** START **

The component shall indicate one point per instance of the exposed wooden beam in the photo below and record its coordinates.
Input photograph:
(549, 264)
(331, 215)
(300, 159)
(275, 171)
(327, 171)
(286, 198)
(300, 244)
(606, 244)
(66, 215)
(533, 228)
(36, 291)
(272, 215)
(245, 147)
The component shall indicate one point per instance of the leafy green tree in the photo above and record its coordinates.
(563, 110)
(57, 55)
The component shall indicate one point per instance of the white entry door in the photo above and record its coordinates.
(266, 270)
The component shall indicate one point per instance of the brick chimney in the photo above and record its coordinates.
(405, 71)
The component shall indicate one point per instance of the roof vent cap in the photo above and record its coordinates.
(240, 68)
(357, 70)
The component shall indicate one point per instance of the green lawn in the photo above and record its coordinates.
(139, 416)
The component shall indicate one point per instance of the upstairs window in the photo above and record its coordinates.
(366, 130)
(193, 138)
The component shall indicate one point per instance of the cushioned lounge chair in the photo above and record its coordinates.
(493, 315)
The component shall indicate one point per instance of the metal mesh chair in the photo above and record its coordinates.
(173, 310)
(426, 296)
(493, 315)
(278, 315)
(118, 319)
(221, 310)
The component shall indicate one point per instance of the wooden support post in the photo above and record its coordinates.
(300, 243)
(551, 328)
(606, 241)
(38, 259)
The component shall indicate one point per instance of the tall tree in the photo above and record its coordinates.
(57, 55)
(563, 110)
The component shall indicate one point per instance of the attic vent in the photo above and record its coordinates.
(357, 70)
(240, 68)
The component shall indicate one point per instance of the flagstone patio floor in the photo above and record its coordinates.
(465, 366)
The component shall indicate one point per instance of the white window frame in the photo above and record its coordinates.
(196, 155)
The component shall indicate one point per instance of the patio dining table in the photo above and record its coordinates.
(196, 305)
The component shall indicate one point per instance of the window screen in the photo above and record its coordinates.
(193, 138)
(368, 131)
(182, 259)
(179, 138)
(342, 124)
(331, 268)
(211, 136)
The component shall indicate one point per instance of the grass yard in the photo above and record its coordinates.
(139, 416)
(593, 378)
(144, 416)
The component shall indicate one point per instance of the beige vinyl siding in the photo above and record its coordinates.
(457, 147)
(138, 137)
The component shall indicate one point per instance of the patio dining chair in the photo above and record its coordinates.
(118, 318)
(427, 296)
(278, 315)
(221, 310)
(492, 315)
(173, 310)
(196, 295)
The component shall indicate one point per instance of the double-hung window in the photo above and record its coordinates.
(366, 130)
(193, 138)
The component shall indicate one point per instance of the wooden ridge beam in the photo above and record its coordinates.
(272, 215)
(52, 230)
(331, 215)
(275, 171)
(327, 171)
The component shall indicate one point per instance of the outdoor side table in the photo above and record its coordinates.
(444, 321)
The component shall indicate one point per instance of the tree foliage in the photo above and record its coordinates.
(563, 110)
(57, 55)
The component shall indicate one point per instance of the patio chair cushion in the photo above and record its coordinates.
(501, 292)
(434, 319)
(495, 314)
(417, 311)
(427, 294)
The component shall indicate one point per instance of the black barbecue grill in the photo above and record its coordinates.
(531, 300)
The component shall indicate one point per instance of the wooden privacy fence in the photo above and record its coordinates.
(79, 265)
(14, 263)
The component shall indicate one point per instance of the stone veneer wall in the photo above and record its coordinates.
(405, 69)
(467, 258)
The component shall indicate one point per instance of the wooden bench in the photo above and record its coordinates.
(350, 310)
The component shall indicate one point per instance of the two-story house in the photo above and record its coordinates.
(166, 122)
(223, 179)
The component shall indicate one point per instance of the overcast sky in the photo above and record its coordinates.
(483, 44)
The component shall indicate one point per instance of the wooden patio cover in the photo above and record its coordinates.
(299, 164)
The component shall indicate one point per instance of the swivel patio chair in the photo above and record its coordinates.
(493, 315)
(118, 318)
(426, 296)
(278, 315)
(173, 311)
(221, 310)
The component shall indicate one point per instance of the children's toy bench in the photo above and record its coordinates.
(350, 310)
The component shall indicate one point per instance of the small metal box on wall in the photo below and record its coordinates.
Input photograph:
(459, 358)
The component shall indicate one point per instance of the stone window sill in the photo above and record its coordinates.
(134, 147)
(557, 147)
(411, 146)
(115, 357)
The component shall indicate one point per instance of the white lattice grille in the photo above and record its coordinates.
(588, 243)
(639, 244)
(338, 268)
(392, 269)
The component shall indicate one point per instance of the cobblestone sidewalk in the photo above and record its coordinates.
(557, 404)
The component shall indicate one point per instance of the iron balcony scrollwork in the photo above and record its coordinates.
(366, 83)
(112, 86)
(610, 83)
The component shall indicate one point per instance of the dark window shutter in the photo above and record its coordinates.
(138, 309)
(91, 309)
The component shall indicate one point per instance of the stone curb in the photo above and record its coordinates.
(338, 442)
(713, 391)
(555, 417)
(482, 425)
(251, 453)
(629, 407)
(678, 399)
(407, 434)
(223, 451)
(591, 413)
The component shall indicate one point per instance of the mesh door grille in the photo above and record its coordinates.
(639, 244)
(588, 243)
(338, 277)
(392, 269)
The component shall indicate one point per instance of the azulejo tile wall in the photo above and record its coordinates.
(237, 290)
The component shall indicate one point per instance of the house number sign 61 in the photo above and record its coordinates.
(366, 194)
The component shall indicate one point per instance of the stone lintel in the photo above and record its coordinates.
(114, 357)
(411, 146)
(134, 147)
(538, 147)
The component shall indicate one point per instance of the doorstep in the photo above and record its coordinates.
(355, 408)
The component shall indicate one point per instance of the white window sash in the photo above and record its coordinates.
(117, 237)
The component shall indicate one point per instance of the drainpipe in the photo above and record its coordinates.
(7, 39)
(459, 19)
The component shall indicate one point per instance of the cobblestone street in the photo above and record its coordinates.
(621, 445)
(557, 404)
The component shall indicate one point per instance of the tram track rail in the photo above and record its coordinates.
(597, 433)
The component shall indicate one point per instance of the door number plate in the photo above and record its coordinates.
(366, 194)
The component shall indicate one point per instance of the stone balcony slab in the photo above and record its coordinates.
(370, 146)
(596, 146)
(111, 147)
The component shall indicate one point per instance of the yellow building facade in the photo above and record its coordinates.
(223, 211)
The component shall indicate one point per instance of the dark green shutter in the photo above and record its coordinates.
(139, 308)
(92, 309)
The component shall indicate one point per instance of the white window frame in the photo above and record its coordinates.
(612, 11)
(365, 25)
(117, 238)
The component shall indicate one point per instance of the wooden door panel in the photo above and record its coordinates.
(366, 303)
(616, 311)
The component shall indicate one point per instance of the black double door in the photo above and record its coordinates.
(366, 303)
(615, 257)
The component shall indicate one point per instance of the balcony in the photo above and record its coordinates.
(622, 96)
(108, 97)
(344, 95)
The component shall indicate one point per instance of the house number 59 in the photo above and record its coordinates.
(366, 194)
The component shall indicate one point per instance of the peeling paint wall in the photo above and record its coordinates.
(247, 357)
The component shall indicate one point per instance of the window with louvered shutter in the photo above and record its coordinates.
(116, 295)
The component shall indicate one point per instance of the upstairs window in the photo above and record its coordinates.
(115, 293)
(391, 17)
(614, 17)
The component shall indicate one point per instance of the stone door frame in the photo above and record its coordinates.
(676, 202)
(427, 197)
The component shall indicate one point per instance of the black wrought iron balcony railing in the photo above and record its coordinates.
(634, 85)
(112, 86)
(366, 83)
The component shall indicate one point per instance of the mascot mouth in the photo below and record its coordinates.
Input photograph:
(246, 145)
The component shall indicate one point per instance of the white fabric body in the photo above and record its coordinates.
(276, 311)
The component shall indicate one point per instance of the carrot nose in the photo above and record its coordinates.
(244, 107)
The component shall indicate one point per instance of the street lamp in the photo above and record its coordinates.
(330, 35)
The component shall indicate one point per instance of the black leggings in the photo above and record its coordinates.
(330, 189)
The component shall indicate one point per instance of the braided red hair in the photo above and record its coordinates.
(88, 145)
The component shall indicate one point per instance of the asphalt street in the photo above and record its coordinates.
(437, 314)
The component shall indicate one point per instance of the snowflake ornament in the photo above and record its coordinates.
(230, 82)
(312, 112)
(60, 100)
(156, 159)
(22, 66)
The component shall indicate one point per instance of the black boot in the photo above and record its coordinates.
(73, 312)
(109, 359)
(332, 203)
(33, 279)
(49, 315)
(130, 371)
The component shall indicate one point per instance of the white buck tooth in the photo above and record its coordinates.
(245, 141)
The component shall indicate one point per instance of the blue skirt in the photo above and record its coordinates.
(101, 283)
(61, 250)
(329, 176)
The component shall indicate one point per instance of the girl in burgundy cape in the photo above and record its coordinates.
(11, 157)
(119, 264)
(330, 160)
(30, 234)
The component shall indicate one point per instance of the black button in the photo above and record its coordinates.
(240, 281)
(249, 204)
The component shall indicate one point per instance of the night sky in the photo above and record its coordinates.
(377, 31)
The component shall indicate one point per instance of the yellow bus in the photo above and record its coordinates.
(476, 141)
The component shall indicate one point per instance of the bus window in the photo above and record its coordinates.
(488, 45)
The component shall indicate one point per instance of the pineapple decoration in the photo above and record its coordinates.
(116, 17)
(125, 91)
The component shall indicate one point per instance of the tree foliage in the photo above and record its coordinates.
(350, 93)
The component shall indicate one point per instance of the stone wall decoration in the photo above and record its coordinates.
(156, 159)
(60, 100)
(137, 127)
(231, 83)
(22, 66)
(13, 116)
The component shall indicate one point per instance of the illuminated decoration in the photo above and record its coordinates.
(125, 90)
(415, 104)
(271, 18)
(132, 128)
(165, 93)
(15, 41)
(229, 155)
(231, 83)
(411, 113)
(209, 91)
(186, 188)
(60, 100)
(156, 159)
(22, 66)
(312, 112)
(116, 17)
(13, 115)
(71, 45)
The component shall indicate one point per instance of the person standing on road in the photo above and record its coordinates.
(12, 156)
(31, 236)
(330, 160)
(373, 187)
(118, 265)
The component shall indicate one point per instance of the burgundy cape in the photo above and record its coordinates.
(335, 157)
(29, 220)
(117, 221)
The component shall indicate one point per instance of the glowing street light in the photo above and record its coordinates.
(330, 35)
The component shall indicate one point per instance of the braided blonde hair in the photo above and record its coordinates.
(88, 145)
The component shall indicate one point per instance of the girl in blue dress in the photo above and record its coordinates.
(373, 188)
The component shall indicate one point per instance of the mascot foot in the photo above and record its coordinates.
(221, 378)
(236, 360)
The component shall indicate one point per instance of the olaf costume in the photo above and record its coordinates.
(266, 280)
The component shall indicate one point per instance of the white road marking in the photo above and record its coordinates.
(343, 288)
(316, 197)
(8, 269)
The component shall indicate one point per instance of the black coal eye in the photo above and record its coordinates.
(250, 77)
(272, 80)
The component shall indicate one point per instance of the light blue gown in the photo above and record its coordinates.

** END **

Copy only this span: the line that contains "of the glowing", the last line, and every line between them.

→ **Solution to this problem**
The component shall indicate one point per instance of the glowing street light in the photo above and record its coordinates.
(330, 35)
The component shall indicate one point per instance of the braided blonde hair in the photo above and record its coordinates.
(88, 145)
The component shall indicate one point per instance of the girl in blue dress in the photo above and record its coordinates.
(373, 188)
The component shall indicate one point per instance of the mascot foot in the photo above and record its coordinates.
(221, 378)
(236, 360)
The component shall indicate one point per instance of the olaf costume in the photo above and record its coordinates.
(266, 280)
The component shall indicate one point per instance of the white road marking in the photo above and record its coordinates.
(343, 288)
(316, 197)
(8, 269)
The component shall indicate one point per instance of the black coal eye in the photo above and record its coordinates.
(250, 77)
(272, 80)
The component shall indicate one point per instance of the light blue gown in the photo above and record its coordinates.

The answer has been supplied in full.